(Outline records)
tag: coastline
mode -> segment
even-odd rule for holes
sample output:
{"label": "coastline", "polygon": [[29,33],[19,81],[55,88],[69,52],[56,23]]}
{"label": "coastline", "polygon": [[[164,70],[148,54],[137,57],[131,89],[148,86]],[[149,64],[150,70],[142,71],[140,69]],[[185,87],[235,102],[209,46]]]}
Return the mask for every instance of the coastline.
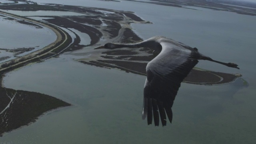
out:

§ Task goal
Put each line of the records above into a Markdown table with the columns Line No. and Record Text, one row per line, skipping blank lines. Leave out the pictures.

§ Complete response
| Line No. | Record Text |
|---|---|
| 1 | tag: coastline |
| 2 | mode -> segment |
| 3 | even-odd rule for holes |
| 4 | sample output: |
| 5 | {"label": "coastline", "polygon": [[29,33],[19,81],[55,88],[69,52],[56,23]]} |
| 6 | {"label": "coastline", "polygon": [[[164,70],[148,54],[137,57],[131,89],[148,86]],[[149,64],[150,70],[142,71],[140,69]],[[185,87],[235,102],[209,46]]]} |
| 7 | Return the mask for every instance of the coastline. |
| 8 | out: |